**DIRECTIONS**
Go through the material below and change "Practice step" to "Warm-up step" wherever it appears, keeping every other word the same. Leave the pictures out of your version.
....................
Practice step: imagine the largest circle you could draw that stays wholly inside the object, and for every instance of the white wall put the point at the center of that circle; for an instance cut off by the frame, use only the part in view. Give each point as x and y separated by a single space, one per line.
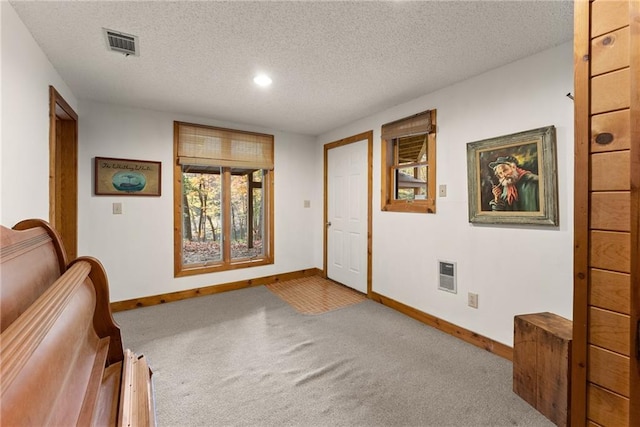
514 269
24 156
137 246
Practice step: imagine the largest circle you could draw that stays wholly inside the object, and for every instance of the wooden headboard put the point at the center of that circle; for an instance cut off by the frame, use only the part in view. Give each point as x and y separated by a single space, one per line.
61 356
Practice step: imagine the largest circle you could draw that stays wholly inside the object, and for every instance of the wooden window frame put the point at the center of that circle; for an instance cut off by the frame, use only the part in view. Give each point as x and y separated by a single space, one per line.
227 263
388 202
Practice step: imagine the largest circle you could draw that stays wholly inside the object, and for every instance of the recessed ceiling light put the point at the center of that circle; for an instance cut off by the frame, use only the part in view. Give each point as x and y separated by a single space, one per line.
262 80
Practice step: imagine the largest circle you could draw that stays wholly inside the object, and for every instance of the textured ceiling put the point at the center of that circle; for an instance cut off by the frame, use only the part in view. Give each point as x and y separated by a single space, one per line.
331 62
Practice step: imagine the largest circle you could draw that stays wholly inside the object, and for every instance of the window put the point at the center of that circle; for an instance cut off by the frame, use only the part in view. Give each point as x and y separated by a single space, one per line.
223 195
409 164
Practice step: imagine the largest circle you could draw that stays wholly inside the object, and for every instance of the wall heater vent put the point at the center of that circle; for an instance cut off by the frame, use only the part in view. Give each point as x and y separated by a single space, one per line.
126 44
447 276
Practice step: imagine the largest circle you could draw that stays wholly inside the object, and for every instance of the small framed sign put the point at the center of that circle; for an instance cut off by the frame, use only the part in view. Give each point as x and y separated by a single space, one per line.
125 177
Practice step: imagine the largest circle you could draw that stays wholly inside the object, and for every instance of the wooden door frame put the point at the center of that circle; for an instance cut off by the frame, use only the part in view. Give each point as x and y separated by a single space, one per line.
63 171
368 136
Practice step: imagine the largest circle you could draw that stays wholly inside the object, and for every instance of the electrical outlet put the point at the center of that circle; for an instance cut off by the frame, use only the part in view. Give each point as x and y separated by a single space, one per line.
473 300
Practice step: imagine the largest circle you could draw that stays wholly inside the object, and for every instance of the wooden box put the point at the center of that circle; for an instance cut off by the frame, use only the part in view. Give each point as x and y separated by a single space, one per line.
542 364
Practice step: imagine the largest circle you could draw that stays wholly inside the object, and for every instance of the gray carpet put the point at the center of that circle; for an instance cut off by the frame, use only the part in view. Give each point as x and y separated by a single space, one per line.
246 358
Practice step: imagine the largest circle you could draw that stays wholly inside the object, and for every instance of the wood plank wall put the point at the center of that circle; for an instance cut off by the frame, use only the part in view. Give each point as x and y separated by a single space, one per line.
606 208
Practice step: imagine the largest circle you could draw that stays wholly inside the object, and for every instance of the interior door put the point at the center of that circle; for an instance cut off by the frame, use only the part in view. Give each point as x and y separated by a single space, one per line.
63 175
347 214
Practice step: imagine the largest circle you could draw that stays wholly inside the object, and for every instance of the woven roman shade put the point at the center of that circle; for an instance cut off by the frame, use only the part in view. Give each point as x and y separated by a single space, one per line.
413 125
210 146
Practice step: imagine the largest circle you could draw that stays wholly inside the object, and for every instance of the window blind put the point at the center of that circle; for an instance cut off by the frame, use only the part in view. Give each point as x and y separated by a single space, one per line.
211 146
413 125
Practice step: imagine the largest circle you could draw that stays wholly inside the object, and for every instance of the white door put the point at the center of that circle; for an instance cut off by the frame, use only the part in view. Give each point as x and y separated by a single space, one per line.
347 215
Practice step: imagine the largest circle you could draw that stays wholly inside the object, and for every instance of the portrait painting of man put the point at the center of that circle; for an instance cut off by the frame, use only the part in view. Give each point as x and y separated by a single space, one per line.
512 179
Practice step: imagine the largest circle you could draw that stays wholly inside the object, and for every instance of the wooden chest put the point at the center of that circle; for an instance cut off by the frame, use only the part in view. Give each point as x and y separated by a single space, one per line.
541 364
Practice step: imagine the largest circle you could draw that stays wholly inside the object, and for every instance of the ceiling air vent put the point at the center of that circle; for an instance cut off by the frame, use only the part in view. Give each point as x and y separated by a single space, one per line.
126 44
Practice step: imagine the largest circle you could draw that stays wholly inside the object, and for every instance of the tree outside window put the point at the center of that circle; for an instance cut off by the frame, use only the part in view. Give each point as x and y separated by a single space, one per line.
223 185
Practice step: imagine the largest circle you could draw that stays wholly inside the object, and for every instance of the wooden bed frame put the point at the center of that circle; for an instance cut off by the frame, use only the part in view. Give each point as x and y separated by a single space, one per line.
61 356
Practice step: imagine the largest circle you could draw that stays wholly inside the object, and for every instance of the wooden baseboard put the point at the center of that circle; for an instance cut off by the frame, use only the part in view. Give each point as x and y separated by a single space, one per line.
471 337
209 290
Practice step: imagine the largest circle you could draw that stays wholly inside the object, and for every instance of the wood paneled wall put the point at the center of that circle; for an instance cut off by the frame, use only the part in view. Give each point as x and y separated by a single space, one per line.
607 178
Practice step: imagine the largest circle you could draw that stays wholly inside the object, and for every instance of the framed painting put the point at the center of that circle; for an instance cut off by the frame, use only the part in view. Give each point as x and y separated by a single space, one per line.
124 177
512 179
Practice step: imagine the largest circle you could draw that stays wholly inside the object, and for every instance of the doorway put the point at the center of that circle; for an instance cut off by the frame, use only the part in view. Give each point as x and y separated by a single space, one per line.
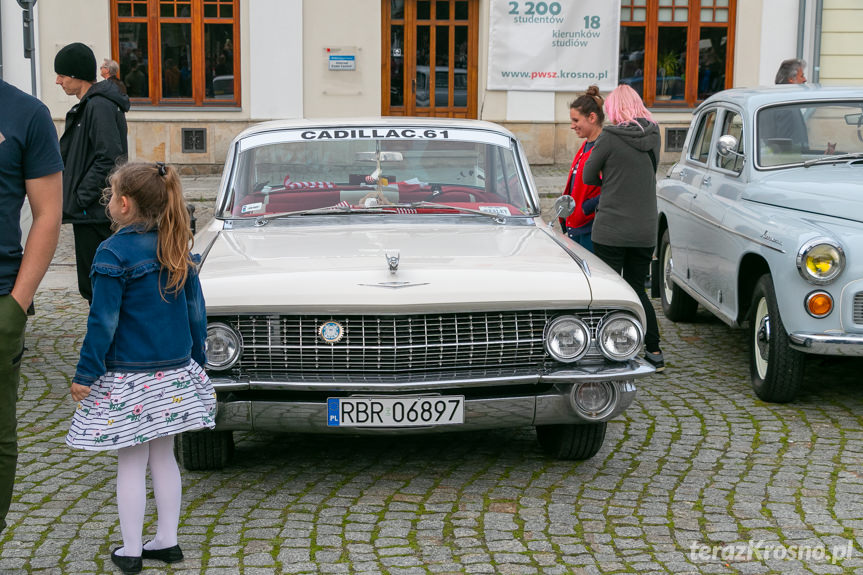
429 58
....................
**SOLVED EXERCISE**
Warm-up step: imagine the largest circle you could draw that stays wholly inside the object, and for every instance of the white wall put the point at the center of that circle; for an instance cut off by the frame, use only the part in view. Give each point as x and y separated by a single space, one per line.
514 269
24 156
137 246
Warm-up step: imagine the largest circle you could draw that stays wholly inside the object, and for every instance of the wooden headboard put the point at the center of that circle; for an instance cut off by the frame, use only the part in view. Give each point as x and y separated by a single space, one per line.
61 356
Warm-up step: imagine the largest circle you could draw that stays wholly inside the object, and for every instance of the wooden window frame put the point at the center of that circle; for an instance cut off by the frame, use only the part in view. Give each point as x and y separated by a single space, one per line.
227 263
388 202
Warm-up step: imagine the largest circle you could draw that stays wholly inside the object, and for every instance of the recessed ceiling light put the point at the center of that circle; for an instance cut off by the frame, use only the part in view. Give each point as x and y separated by a single space, one per line.
262 80
Warm-up step: imagine the largest circle you could draw that stays wholly inside the object, and for every instance of the textured ceiling put the point at the center of that circle; for an instance cut off by the frame, use only the part in view. Give each point as x and y separated by a single space, one per line.
331 62
Warm-up step: imagine the largest circle you could draw that stays wholly inside the object, and for every instance of the window put the point at the center of that circle; for an instance cut off by the frame, use only the part in view. Give each point as x and y separated by a single space, one per line.
223 195
409 164
Warm-up step: imagine the largest circle you could draw that stays wholly inside the object, and for every instance of the wall heater vent put the point at the center of that circle; for an instance cut off by the frame, use only the part in view. Give each point as x and y separated by a single space, one per line.
126 44
447 276
Warm-up step: imagine the largest circle you could draw that stays wholly inside the object, and for every instance of the small framed sign put the point at the center of that circle; for an instance cut off by the frame, use only the part in view. Give each point as x and y separated by a single space, one per line.
125 177
Warm-up step: imagine the largest circle you could draw that stays wholly inside the object, and for every instance of the wooden door frame put the point at the center of that circle; for an instance cut off by the frame, use only the part in view. Give each point as x and y separated by a single space, one per line.
63 171
368 136
Warm-up step: imagine the largest circle you could draw that stays wholly inside the object, and for every instance of the electrical outlet put the point at the center of that circle; for an instance cut off by the frame, use only the part in view. Give each point as x and y separated by a single space, one per line.
473 300
Warm-up step: imagine the largest circle you could draw that stays wholly inside the object, and for every instance of the wooden box put the point at the center of that circle; for an instance cut off by the frame, use only the part in view. Give each point as x and y separated by a single space, one per line.
542 364
Warm-up step: imagine the largest circle you could draw that stays wholly inside the object, and for every instance of the gray carpet put the point at the center of that circle; for an instance cut off by the frame, use only the part in view. Give each point as x and y separated by a single space, one per line.
246 358
Warm-up step: imagine the largest circle you could draw that stays wholly inside the object, and for every instance of the wood plank wall put the point at the center of that circle; for an instance cut off by the frame, use only the part in view. Give each point as x and y separated by a single space, one per line.
606 208
Warm-up step: imagine the largest circle you could draw that stays wholly inside the object, and for every instance of the interior door put the point at the center of that circle; for an instance cut off by the frame, use only the part in view. Give each point as x and y separated by a single space, one per line.
63 175
347 214
Warm-up step: imagine the largest circle you could draw that stays wholly inside the object, and for every instance of the woven roman shade put the point at the center of that circle; for an instance cut off by the frame, use only the part in view. Give each point as x and y separated by a single space, one per line.
413 125
210 146
Warm-up step: imagine the largest circle you could draw that stays wholly inside the object, and for every instance of the window blind put the point at the center of that circle; for an instance cut off by the frame, use only the part in view. Give each point as x and y separated by a single space, one per line.
211 146
413 125
Warm-up step: imagine the largest circle you could draw that stays wholly inside the object, and for every instance of the white door put the point at the center of that circle; for an instance cut off by the frame, use only the part in view. Give each point as x and y separated by a single space, one per line.
347 215
Warm-up step: imagine the largest circle you could draw that stays wholly inside the object, and for every instance of the portrait painting of man put the point at the center of that circle; for an instance cut off by the frame, use only the part in view. Give each point as x and y separated by a single space, one per line.
512 179
Warm-up step: imagine the largest circle you could draw that stays wholly inside the object, and for every instance of the wooden chest put the point at the center of that circle; for an instance cut off by the frame, use only the part in view. Give each point as x and y separated by a single space, one per line.
541 364
Warm-up step: imagine the largest circle you could draw that stays wholly inside the object, and for every instance of the ceiling air vent put the point at the center of that circle; for an instance cut off by the frame, use only the part in view. Give each point as x and y separated by a single space, one per line.
126 44
Warm-up step: imagine the largest circle you could draw that stays wholly inside the object, and for every instance of the tree outside window put the point at the center of that circle; for an instance cut off by the frame, use only the part in view. Give each point as x and y separated by a single space, one per line.
223 185
Warm-up step: imagine the largest circle you could draw that stays wholly inside the object, and for every instance of the wooden bed frame put the point at the center of that circle; for an instance cut off by the frame, use only the part in view. Give each point as x and y separated by a single space, one per line.
61 356
Warm-up step: imagine the largest circle you could draw that stays wholly inside the object, and for every instance of the wooden baseboard put the point at the center of that circle; for an instance cut off by the frame, use only the part in view. Give each point as x and y separated by a single space, one per line.
471 337
209 290
Warm-up step: imagine the largest circle you could draw that stays wholly inside the object, and for every instance of the wood paneled wall put the point at the center of that circle; for an instance cut off by the frame, use only the part in view. Give each point as x and y separated by a single space, one per line.
607 178
Warm-up step: imagine the largest circle you could draw that stays wholly inside the object, and for every instance of the framed painting put the point at the center of that circle; for an instance cut off by the frame, use only the part in view. Give each point as x and y separated by a single space, one per line.
124 177
512 179
Warm-up step: imagine the largest circle you could draw that stays wholly inside the object, and for every instance of the doorway put the point at the center of that circle; for an instance cut off by the frame, use only the part in view. Give each point as x and y separated by a single space, one per line.
429 58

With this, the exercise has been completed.